Exercise aim —
Reproduce the entries word for word, starting at their beginning and ending with the line that contains "box: [214, 96, 414, 404]". Leave the pictures out of your answer.

Entries provided —
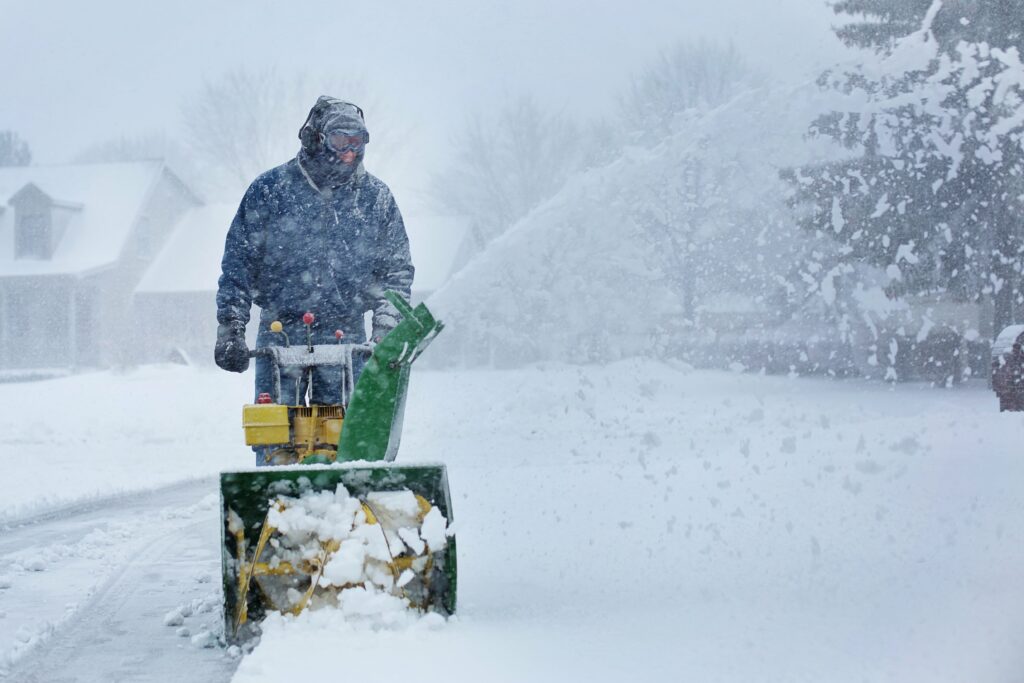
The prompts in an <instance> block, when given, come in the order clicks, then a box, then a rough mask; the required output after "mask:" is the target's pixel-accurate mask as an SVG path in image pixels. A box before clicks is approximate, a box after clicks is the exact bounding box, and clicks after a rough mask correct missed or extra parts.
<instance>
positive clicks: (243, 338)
mask: <svg viewBox="0 0 1024 683" xmlns="http://www.w3.org/2000/svg"><path fill="white" fill-rule="evenodd" d="M213 359H214V361H216V364H217V366H218V367H220V368H222V369H223V370H226V371H227V372H229V373H244V372H246V370H248V369H249V347H248V346H246V326H245V324H244V323H222V324H221V325H220V326H218V327H217V345H216V346H214V347H213Z"/></svg>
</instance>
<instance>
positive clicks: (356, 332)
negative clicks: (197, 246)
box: [214, 96, 414, 404]
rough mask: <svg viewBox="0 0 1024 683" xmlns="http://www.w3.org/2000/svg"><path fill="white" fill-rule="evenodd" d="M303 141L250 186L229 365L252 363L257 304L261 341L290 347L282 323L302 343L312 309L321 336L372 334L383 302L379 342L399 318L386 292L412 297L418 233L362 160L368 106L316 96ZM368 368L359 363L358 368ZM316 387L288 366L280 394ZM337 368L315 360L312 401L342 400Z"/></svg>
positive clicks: (256, 389) (230, 284) (228, 271)
mask: <svg viewBox="0 0 1024 683" xmlns="http://www.w3.org/2000/svg"><path fill="white" fill-rule="evenodd" d="M299 140H300V141H301V148H300V150H299V154H298V156H297V157H296V158H295V159H293V160H291V161H289V162H288V163H286V164H283V165H281V166H278V167H276V168H273V169H270V170H269V171H267V172H266V173H264V174H262V175H260V176H259V177H258V178H256V180H254V181H253V183H252V184H251V185H250V186H249V189H248V190H246V194H245V197H243V198H242V204H241V206H239V211H238V213H237V214H236V216H234V220H233V221H231V226H230V228H228V230H227V240H226V242H225V244H224V257H223V260H222V262H221V275H220V282H219V288H218V290H217V322H218V323H219V327H218V329H217V343H216V346H215V348H214V359H215V360H216V362H217V365H218V366H220V367H221V368H223V369H224V370H227V371H230V372H234V373H241V372H244V371H245V370H246V369H248V367H249V349H248V347H247V346H246V339H245V331H246V324H247V323H248V322H249V309H250V306H251V305H252V304H253V303H255V304H256V305H257V306H259V307H260V308H261V309H262V312H261V313H260V323H259V332H258V335H257V338H256V346H257V348H259V347H264V346H273V345H282V344H283V343H284V338H283V336H282V335H280V334H274V333H272V332H271V331H270V328H269V326H270V323H272V322H273V321H281V323H282V325H283V326H284V331H285V333H286V334H287V335H288V337H289V339H291V340H292V343H296V344H304V343H305V341H306V328H305V325H304V324H303V321H302V317H303V314H304V313H305V312H306V311H309V312H311V313H313V315H314V322H313V324H312V341H313V343H314V344H328V343H336V341H337V340H336V337H335V332H336V331H337V330H340V331H342V332H343V334H344V341H346V342H352V343H361V342H364V341H366V332H365V329H364V313H365V312H366V311H368V310H373V334H372V338H373V339H374V340H375V341H380V339H381V338H382V337H383V336H384V335H386V334H387V333H388V332H389V331H390V330H391V328H393V327H394V326H395V325H396V324H397V311H396V310H395V309H394V307H393V306H392V305H391V304H390V303H389V302H388V301H387V300H386V299H385V298H384V292H385V291H387V290H393V291H395V292H398V293H399V294H400V295H402V296H403V297H406V298H407V299H408V298H409V296H410V289H411V287H412V284H413V272H414V268H413V264H412V261H411V260H410V253H409V238H408V237H407V236H406V227H404V224H403V223H402V220H401V214H400V213H399V212H398V207H397V206H396V205H395V202H394V198H393V197H392V196H391V190H390V189H388V187H387V185H385V184H384V183H383V182H382V181H381V180H379V179H378V178H376V177H374V176H373V175H371V174H370V173H367V171H366V170H365V169H364V168H362V157H364V154H365V152H366V145H367V143H368V142H369V141H370V133H369V132H368V131H367V127H366V123H365V121H364V116H362V110H361V109H359V108H358V106H356V105H355V104H352V103H350V102H346V101H343V100H340V99H336V98H334V97H327V96H322V97H321V98H319V99H317V100H316V103H315V104H314V105H313V108H312V110H310V112H309V116H308V117H307V118H306V122H305V123H304V124H303V125H302V128H301V129H300V130H299ZM357 370H358V369H356V371H357ZM296 381H300V382H302V384H301V385H300V387H299V394H300V395H302V396H304V395H305V394H306V387H305V383H306V378H305V377H302V378H301V379H300V378H296V377H294V376H287V375H285V374H284V373H283V376H282V399H283V402H288V401H289V399H288V397H289V396H295V394H296V386H295V382H296ZM272 385H273V380H272V377H271V368H270V364H269V360H268V359H266V358H263V357H260V358H257V360H256V394H257V395H259V394H260V393H262V392H269V393H271V394H272V391H273V388H272ZM340 386H341V376H340V371H339V370H337V369H317V371H316V372H315V373H314V375H313V379H312V387H311V388H310V400H311V402H314V403H321V404H325V403H338V402H340V399H341V396H340Z"/></svg>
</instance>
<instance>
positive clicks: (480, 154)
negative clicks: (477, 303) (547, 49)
mask: <svg viewBox="0 0 1024 683" xmlns="http://www.w3.org/2000/svg"><path fill="white" fill-rule="evenodd" d="M452 150H453V160H454V161H453V163H452V165H451V166H450V167H449V168H447V169H445V170H444V171H443V172H441V173H439V174H438V175H435V176H434V178H433V182H432V185H433V190H434V191H433V197H434V198H435V201H436V202H437V204H438V205H439V208H440V209H441V210H442V211H444V212H446V213H451V214H455V215H460V216H465V217H466V218H468V219H469V221H470V233H469V236H467V239H466V241H465V242H464V244H463V248H462V253H461V254H460V257H459V260H460V261H461V262H462V263H464V262H465V261H466V260H468V259H469V258H471V257H472V256H473V255H474V254H476V253H479V252H480V251H482V250H483V249H484V248H485V247H486V246H487V245H488V244H489V243H490V242H492V241H493V240H495V239H496V238H497V237H499V236H500V234H502V232H504V231H505V230H506V229H508V228H509V227H510V226H511V225H512V224H513V223H515V222H516V221H517V220H519V219H520V218H522V217H523V216H524V215H526V213H528V212H529V211H530V210H531V209H534V208H535V207H537V206H538V205H540V204H541V203H542V202H544V201H545V200H547V199H549V198H551V197H552V196H554V195H555V193H557V191H558V190H559V189H560V188H561V187H562V185H564V184H565V180H566V179H567V178H568V177H569V175H570V174H571V173H572V172H573V171H575V170H578V169H579V167H580V163H581V159H582V157H581V154H580V153H581V144H580V139H579V135H578V128H577V126H575V125H574V124H573V123H572V122H571V121H569V120H568V119H566V118H565V117H563V116H562V115H561V114H558V113H554V112H547V111H545V110H544V109H542V108H541V105H540V104H538V102H537V100H535V99H534V98H532V97H531V96H528V95H524V96H520V97H518V98H516V99H514V100H511V101H509V102H507V103H506V104H505V105H504V106H503V108H502V109H501V110H500V111H499V113H498V115H497V116H496V117H495V118H494V119H483V118H480V117H476V118H473V119H470V120H469V121H468V122H467V123H466V126H465V128H464V129H463V131H462V132H461V133H460V134H459V135H458V136H457V137H456V138H455V139H454V140H453V143H452Z"/></svg>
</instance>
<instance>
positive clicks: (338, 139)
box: [324, 130, 367, 154]
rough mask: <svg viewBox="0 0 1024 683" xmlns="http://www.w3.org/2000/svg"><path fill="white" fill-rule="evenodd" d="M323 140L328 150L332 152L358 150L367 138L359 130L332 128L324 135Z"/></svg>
mask: <svg viewBox="0 0 1024 683" xmlns="http://www.w3.org/2000/svg"><path fill="white" fill-rule="evenodd" d="M324 141H325V143H326V144H327V147H328V150H330V151H331V152H334V153H339V154H340V153H342V152H348V151H352V152H358V151H359V150H361V148H362V147H364V146H365V145H366V143H367V138H366V136H365V135H364V134H362V132H361V131H354V132H353V131H349V130H332V131H330V132H328V133H327V134H325V135H324Z"/></svg>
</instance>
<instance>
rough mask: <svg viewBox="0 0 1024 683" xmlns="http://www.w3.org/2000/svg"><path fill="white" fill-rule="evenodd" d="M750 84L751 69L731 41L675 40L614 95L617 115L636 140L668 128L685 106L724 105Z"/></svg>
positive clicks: (686, 110) (646, 137)
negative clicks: (624, 88) (617, 99)
mask: <svg viewBox="0 0 1024 683" xmlns="http://www.w3.org/2000/svg"><path fill="white" fill-rule="evenodd" d="M753 82H754V73H753V71H752V70H751V68H750V67H749V66H748V65H746V62H745V61H744V60H743V59H742V57H741V56H740V55H739V53H738V52H736V50H735V48H733V47H732V45H728V46H725V47H723V46H720V45H716V44H713V43H707V42H703V41H701V42H698V43H678V44H676V45H675V46H673V47H671V48H669V49H666V50H663V51H662V52H659V53H658V55H657V57H655V58H654V60H653V61H651V62H650V63H649V65H648V66H647V67H646V68H644V69H643V70H642V71H641V72H640V73H639V74H637V75H636V76H635V77H634V79H633V82H632V84H631V85H630V87H629V89H628V90H627V91H626V92H625V93H624V94H623V95H621V96H620V98H618V112H620V118H621V119H622V120H623V121H624V123H625V124H626V126H627V128H628V129H629V130H632V131H634V132H635V133H636V134H637V137H638V139H637V141H639V142H641V143H656V142H658V141H659V140H662V139H664V138H665V136H666V135H669V134H670V133H672V132H673V122H674V121H675V120H676V117H677V116H678V115H680V114H682V113H683V112H686V111H688V110H709V109H714V108H715V106H718V105H720V104H724V103H725V102H727V101H728V100H729V99H731V98H732V97H733V96H735V95H736V94H737V93H738V92H741V91H742V90H744V89H745V88H746V87H750V85H751V84H752V83H753Z"/></svg>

Expected output —
The prompts in an <instance> block, when given, come in the order clicks, then a box, then a rough mask; the required output after "mask:" is the target's pixel-accurate mask as an SVG path in image pixels. A box before clicks is approximate, a box after clicks is the exact bounding box, and clicks after a rough mask correct missed or extra parts.
<instance>
positive clicks: (243, 338)
mask: <svg viewBox="0 0 1024 683" xmlns="http://www.w3.org/2000/svg"><path fill="white" fill-rule="evenodd" d="M213 359H214V361H216V364H217V366H218V367H220V368H222V369H223V370H226V371H227V372H229V373H244V372H246V370H248V369H249V347H248V346H246V326H245V324H244V323H222V324H221V325H220V326H218V327H217V345H216V346H214V347H213Z"/></svg>
</instance>
<instance>
positive clicks: (356, 332)
negative clicks: (197, 246)
box: [214, 96, 414, 404]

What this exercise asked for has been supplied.